#### [Given text]

-- begin --

St John's Wood Art School

St John’s Wood Art School

The school had modest beginnings in Elm Tree Road  where  in 1878 the Eyre estate granted permission to A. A. (Abelardo Alvarez ) Calderon, Bernard Ward and Leonard Pownall for conversion of the then numbered 6 and 7  to an art school.   In the 1881 census  artist A.A.Calderon  was living at no 7 with his wife and 2 children and a  lodger,  art student Bernard E Ward,  while 2 other students, Thomas B Garnie and James Brownlee, were living at no 6 .

The St Johns Wood School of Art’s aim was to train students who wished to attend the Royal Academy Schools, and in this  was very successful, gradually spreading  to cover 2 plots of 2 double houses at  the bend of Elm Tree Road .  1878 was the year in which  London University degrees  were first awarded to women and all classes  at St Johns Wood were open to girls, or rather, to ‘Ladies’, who later outnumbered the boys by about ten to one. Between 1880 and 1890, 201 out of 304 students admitted to the Royal Academy came from  St John’s Wood, and they  succeeded in winning many of the prizes. It was a time when the Eyre estate was starting to give consent to the building of studios attached to homes  as  more and more artists came to live there; established local artists like  Alma Tadema and Yeames  were amongst the teachers and it was named as a School in the 1901 census.  The students worked hard for five and a half days a week, from 10 am to 5 pm, drawing from the Antique to begin with; life models came later in the course.

-- end --

#### [Records for the task]
-- begin --

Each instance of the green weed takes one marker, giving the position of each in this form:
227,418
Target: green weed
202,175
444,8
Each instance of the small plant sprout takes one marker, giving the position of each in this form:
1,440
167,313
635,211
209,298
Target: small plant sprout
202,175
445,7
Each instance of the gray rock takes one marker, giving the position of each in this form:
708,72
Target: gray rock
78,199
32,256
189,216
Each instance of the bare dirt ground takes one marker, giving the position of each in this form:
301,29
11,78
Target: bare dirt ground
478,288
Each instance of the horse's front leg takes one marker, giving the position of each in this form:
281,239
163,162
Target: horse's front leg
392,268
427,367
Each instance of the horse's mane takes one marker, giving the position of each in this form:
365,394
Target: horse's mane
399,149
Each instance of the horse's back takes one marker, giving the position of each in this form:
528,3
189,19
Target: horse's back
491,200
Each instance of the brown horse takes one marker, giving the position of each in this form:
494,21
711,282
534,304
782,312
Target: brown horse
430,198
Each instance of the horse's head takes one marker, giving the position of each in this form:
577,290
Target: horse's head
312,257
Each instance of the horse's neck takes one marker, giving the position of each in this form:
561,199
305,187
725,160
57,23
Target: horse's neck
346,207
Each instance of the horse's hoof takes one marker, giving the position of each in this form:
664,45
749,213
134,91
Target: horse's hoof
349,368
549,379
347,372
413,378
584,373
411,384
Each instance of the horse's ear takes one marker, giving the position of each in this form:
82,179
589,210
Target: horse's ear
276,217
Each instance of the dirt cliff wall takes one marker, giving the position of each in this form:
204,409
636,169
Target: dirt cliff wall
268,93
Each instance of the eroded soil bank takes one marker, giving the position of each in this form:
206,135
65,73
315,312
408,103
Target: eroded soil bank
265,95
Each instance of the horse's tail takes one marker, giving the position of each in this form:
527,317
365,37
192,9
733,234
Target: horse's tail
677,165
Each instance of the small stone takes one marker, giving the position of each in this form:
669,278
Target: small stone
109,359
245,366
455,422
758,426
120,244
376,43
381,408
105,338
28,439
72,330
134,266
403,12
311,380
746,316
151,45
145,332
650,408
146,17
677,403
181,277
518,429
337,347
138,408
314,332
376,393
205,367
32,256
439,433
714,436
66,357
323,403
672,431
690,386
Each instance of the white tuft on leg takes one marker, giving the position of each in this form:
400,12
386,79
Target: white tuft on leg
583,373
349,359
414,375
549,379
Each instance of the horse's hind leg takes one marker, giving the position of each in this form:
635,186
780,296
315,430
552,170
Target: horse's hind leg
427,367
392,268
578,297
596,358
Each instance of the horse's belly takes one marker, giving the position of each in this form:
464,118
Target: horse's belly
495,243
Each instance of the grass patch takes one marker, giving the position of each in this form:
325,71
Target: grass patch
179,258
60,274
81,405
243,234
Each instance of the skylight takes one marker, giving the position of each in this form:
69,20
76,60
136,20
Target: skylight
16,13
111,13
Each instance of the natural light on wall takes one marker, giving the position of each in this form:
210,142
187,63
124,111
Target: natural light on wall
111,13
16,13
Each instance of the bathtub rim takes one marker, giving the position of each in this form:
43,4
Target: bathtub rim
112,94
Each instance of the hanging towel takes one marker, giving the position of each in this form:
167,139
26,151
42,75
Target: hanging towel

-- end --

#### [Exercise instructions]
- A) According to the text on St John's Wood Art School, how many students admitted to the Royal Academy between 1880 and 1890 came from St John's Wood?
- B) Rewrite the records from the line containing "Each instance of the grass" through the end of the records, keeping every line including the requests, and add 149 to each number in the answer coordinates.
The text and the records are unrelated to each other.

#### [Results for each task]
- A) 201 of the 304 students admitted.

- B)
Each instance of the grass patch takes one marker, giving the position of each in this form:
325,71
Target: grass patch
328,407
209,423
230,554
392,383
Each instance of the skylight takes one marker, giving the position of each in this form:
69,20
76,60
136,20
Target: skylight
165,162
260,162
Each instance of the natural light on wall takes one marker, giving the position of each in this form:
210,142
187,63
124,111
Target: natural light on wall
260,162
165,162
Each instance of the bathtub rim takes one marker, giving the position of each in this form:
43,4
Target: bathtub rim
261,243
Each instance of the hanging towel takes one marker, giving the position of each in this form:
167,139
26,151
42,75
Target: hanging towel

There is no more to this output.